BEGIN Input material

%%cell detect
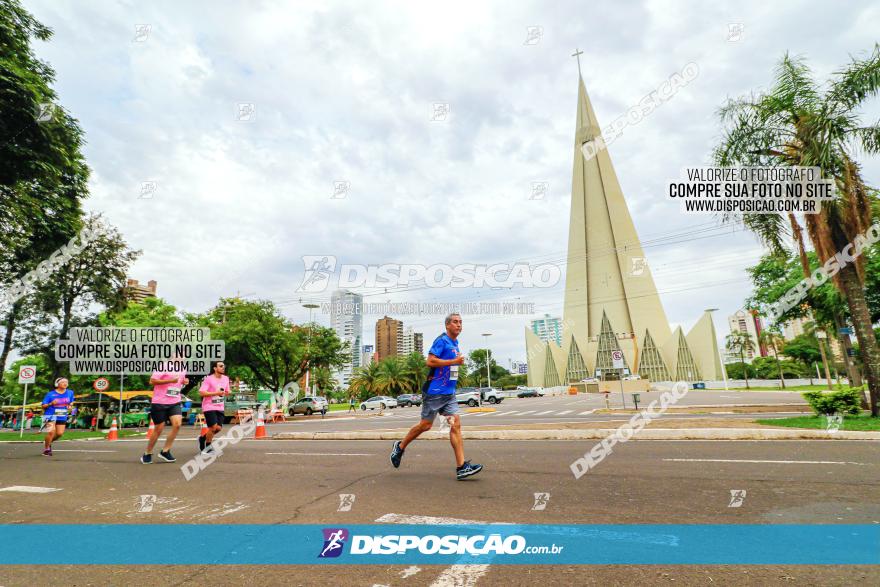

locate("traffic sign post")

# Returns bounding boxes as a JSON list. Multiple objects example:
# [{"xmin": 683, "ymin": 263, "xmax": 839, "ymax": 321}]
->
[
  {"xmin": 18, "ymin": 365, "xmax": 37, "ymax": 438},
  {"xmin": 611, "ymin": 350, "xmax": 626, "ymax": 409}
]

END Input material

## Given exercise
Rewrite the rows above as a numbered list, one line per item, skipping any blank lines. Leave out the picture.

## Expected answer
1. %%cell detect
2. locate("traffic sign post")
3. # Returns bounding boxes as a JSON list. Multiple objects example:
4. # [{"xmin": 683, "ymin": 263, "xmax": 839, "ymax": 321}]
5. ->
6. [
7.   {"xmin": 18, "ymin": 365, "xmax": 37, "ymax": 438},
8.   {"xmin": 611, "ymin": 350, "xmax": 626, "ymax": 409}
9. ]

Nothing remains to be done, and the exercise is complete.